What the task asks
Count the lines in the entries below that contain the word "bicycle" and give only that number.
-- Start of Material provided --
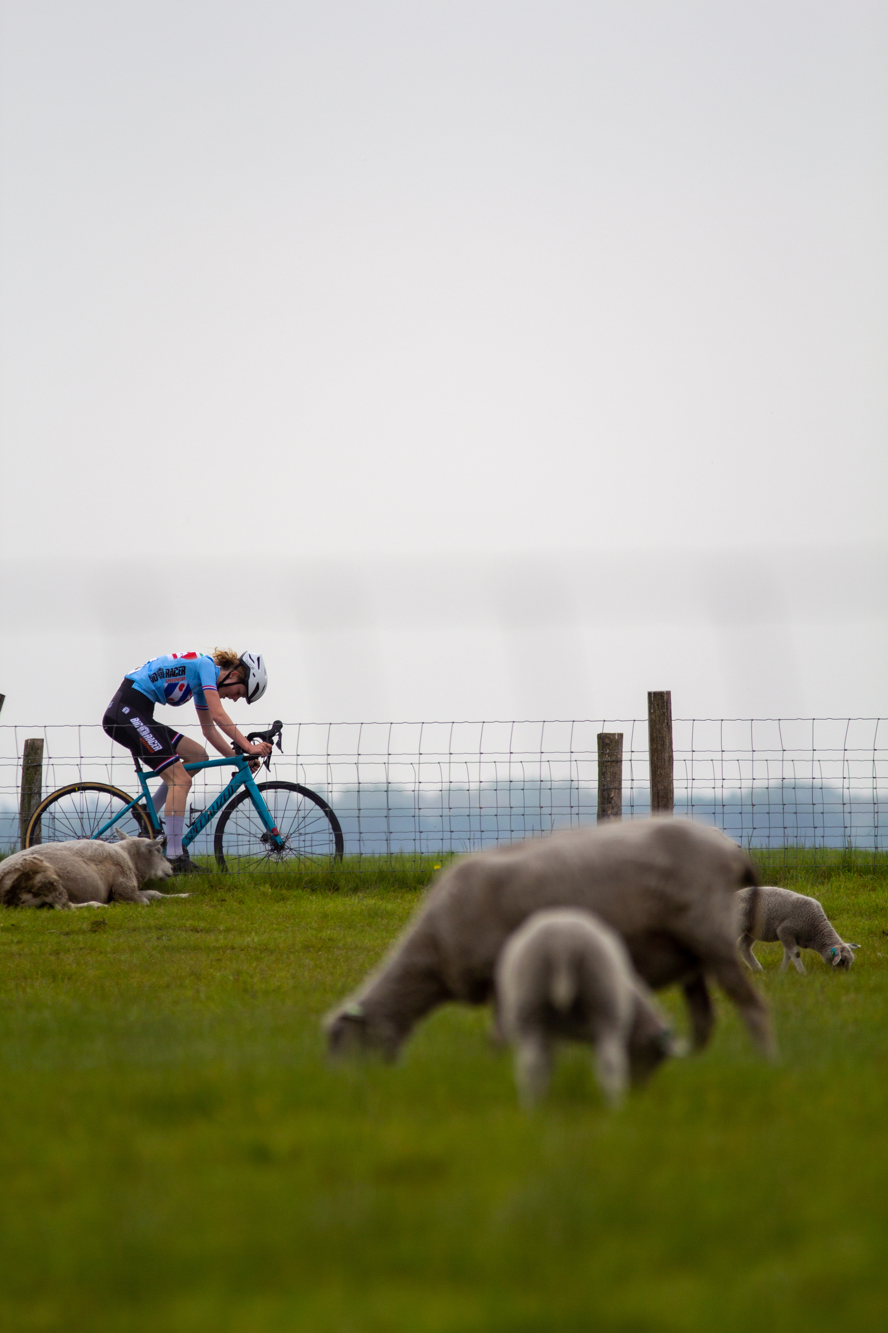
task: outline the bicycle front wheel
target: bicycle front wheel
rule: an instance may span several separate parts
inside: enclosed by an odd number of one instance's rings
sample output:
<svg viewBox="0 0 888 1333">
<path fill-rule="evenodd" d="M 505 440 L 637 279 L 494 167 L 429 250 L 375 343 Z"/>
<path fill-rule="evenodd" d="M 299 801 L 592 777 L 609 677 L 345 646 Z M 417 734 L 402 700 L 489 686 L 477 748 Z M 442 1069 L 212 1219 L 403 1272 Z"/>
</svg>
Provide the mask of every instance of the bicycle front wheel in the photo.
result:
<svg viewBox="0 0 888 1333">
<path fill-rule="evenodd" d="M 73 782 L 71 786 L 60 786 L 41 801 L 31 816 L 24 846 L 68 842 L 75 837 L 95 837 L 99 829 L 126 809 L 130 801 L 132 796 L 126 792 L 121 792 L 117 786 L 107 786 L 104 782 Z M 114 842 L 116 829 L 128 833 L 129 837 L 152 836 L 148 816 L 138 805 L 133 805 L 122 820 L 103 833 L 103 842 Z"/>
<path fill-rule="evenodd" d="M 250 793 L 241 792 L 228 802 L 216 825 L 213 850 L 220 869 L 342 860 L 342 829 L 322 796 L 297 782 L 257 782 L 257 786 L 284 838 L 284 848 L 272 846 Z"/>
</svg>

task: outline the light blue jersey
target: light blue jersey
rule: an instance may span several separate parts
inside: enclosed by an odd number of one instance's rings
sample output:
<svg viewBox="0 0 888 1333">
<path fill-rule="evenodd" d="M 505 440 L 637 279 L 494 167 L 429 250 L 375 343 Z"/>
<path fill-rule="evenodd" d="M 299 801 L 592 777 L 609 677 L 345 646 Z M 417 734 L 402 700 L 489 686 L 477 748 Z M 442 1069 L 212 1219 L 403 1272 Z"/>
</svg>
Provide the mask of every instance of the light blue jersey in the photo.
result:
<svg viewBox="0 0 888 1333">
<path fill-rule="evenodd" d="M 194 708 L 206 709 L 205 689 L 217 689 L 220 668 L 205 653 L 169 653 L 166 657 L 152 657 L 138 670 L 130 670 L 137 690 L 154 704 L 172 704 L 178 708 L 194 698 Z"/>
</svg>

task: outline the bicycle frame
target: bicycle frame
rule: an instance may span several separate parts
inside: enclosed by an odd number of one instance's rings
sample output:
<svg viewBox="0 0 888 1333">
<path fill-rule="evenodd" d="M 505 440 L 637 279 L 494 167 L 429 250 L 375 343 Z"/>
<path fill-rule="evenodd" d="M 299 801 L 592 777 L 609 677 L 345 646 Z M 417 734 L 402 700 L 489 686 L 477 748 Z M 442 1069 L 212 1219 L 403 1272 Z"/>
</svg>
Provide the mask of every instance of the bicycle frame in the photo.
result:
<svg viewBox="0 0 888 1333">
-- End of Material provided --
Exercise response
6